■ Region labeling material
-- START --

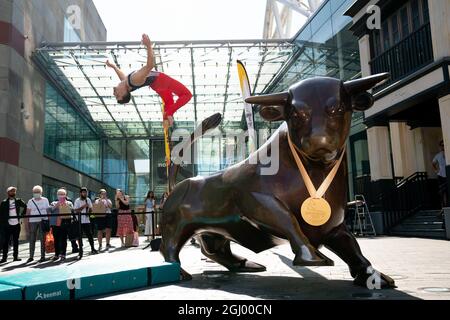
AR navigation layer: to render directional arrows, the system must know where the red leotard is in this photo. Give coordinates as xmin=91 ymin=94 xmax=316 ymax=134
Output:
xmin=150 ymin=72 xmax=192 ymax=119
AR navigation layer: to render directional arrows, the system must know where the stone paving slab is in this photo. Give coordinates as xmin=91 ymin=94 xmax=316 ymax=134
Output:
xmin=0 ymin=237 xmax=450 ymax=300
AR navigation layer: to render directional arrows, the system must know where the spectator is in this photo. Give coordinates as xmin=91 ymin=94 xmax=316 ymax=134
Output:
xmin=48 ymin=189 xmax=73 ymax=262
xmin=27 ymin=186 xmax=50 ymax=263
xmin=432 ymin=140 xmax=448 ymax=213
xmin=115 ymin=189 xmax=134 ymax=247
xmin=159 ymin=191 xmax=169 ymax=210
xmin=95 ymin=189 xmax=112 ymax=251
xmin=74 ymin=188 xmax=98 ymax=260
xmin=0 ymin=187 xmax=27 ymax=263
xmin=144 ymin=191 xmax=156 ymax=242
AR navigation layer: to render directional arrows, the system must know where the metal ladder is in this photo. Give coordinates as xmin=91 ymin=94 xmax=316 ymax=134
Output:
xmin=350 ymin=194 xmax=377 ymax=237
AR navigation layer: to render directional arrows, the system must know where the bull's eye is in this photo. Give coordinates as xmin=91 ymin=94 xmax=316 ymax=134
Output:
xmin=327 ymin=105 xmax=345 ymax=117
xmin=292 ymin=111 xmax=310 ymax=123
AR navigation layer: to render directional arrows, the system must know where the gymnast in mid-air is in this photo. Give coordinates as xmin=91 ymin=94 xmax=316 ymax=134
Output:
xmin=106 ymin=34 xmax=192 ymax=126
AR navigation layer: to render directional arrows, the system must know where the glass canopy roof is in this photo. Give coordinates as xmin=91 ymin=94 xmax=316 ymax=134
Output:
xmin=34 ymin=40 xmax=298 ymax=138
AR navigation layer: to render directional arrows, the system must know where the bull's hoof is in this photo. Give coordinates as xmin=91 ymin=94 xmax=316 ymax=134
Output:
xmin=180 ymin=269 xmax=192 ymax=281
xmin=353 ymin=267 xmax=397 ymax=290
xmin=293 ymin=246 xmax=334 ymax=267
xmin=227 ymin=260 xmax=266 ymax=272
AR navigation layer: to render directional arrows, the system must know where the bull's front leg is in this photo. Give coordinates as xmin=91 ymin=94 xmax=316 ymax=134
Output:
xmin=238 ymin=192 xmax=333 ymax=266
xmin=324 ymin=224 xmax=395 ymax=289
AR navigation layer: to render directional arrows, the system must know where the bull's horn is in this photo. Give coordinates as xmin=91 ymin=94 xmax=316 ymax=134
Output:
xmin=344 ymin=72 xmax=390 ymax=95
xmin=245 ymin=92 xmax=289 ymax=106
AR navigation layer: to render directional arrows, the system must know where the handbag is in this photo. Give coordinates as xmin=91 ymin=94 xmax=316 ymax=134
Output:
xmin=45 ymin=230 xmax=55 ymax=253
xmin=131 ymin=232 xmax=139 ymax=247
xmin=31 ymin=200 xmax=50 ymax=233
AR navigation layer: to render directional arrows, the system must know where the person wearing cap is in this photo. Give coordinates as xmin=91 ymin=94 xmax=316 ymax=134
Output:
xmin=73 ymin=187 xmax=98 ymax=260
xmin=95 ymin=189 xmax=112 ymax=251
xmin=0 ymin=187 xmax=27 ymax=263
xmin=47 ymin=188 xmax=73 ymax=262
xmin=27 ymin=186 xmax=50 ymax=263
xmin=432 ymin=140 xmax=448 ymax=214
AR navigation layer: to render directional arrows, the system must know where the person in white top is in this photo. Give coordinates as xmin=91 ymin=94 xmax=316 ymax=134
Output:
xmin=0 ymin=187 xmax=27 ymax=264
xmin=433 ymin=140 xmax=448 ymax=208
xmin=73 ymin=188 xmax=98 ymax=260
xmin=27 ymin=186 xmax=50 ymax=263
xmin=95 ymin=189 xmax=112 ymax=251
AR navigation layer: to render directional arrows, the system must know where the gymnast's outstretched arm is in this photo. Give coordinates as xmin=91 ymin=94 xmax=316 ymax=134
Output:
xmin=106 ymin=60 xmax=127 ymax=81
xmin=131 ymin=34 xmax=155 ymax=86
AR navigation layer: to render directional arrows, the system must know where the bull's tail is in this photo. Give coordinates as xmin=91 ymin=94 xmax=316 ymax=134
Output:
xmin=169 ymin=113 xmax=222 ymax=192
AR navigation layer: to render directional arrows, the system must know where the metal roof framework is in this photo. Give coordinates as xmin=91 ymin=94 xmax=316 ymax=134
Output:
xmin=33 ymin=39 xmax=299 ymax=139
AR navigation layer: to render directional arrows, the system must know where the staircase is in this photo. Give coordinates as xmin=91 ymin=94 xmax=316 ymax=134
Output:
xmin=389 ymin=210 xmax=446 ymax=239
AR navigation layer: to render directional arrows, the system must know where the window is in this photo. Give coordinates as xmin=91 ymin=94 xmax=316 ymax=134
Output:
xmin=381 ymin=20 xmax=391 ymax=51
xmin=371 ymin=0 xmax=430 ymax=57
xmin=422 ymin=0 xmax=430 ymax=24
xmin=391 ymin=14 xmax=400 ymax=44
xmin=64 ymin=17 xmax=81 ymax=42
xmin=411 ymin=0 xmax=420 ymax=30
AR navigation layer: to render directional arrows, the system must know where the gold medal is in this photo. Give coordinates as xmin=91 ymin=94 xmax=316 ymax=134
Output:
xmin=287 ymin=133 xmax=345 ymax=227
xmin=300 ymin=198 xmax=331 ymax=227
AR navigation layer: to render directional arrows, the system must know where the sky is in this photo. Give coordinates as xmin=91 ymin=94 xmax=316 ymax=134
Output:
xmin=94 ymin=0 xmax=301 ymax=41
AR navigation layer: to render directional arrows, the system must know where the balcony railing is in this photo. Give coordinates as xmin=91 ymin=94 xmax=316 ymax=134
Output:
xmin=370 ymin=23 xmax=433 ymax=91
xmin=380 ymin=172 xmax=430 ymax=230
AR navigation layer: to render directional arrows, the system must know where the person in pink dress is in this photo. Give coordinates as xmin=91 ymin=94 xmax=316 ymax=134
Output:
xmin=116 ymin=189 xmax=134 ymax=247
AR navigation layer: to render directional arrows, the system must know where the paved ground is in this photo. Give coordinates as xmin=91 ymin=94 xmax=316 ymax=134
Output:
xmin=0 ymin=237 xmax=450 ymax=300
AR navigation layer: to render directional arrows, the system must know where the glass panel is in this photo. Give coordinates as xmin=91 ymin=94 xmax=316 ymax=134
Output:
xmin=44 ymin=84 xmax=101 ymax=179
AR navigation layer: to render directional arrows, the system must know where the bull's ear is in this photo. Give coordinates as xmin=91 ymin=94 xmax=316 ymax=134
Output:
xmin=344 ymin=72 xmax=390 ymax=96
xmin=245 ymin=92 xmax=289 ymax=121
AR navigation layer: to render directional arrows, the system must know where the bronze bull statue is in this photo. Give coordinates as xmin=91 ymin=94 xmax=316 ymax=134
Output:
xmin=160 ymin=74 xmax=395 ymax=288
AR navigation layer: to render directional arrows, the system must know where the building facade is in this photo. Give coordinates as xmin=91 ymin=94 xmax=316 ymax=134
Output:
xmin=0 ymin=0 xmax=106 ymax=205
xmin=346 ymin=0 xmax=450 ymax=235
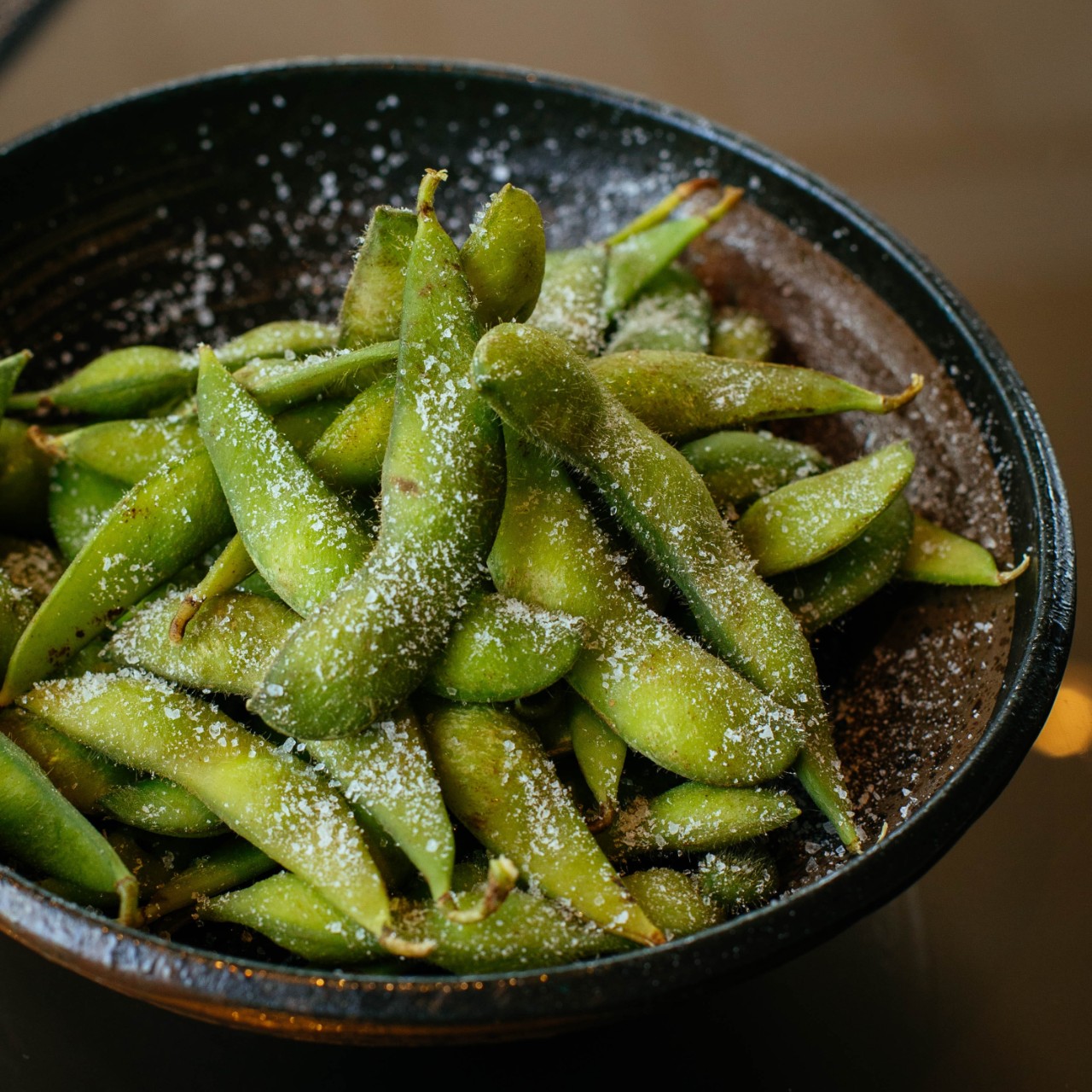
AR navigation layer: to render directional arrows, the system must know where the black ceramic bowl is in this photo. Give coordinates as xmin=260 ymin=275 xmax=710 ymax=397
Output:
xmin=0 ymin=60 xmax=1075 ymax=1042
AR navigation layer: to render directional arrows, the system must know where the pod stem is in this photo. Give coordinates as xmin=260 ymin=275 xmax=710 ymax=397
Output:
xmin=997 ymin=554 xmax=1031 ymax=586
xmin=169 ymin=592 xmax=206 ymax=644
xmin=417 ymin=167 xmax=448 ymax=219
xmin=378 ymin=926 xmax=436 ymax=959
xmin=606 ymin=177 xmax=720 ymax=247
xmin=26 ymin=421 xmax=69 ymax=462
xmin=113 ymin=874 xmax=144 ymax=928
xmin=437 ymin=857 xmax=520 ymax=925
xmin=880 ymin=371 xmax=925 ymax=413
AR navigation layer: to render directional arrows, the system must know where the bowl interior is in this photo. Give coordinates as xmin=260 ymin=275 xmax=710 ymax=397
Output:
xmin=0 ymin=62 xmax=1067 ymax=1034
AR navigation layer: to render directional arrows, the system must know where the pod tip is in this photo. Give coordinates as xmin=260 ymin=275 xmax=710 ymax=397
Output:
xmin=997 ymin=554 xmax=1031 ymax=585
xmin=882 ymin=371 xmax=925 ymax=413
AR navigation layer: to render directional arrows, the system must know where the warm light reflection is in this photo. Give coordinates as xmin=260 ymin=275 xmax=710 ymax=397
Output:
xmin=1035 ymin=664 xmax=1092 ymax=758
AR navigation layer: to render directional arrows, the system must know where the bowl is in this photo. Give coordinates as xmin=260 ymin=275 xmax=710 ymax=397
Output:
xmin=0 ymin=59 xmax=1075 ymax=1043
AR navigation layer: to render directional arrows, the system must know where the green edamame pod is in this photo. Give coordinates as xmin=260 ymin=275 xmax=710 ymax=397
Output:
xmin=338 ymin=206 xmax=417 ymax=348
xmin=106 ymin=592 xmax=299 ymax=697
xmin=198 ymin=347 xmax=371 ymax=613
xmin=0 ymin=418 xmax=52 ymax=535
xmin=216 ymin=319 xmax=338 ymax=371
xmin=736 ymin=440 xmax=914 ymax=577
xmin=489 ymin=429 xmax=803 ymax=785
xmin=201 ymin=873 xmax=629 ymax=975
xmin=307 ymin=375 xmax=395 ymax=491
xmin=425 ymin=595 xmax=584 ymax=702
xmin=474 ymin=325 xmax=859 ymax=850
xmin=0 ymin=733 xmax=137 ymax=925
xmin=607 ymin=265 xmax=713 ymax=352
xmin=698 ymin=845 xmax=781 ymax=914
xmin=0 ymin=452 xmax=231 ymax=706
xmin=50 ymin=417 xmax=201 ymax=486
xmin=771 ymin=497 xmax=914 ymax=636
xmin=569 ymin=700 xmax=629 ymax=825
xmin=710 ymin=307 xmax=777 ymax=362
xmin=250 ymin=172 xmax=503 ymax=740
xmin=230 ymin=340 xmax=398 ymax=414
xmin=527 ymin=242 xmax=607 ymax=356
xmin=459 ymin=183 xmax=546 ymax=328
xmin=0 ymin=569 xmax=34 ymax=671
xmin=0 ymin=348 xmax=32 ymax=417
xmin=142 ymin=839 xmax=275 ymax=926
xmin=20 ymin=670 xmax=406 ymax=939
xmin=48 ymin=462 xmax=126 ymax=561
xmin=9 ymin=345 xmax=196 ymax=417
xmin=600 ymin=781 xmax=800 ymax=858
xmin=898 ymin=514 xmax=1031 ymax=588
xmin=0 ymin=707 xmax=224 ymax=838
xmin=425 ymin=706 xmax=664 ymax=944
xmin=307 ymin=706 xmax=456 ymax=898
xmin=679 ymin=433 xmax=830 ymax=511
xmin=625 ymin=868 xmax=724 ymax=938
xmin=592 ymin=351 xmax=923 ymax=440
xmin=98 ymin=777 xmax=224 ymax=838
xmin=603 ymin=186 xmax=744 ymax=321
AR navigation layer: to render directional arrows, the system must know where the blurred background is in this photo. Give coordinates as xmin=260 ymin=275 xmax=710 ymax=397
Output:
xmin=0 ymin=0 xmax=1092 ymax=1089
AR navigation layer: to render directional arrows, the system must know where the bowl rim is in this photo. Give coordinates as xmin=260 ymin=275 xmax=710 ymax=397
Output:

-- END --

■ SET EXERCISE
Copy everything from the line containing "where the gymnast's" down to the line containing "xmin=131 ymin=34 xmax=155 ymax=86", substituting "raised arm" for "outstretched arm" and leaving all else as it is.

■ COMPLETE OUTPUT
AR navigation layer: to render directional arrows, the system must know where the gymnast's raised arm is in this photo. Give coordinates as xmin=91 ymin=94 xmax=316 ymax=134
Output:
xmin=106 ymin=60 xmax=127 ymax=81
xmin=131 ymin=34 xmax=155 ymax=86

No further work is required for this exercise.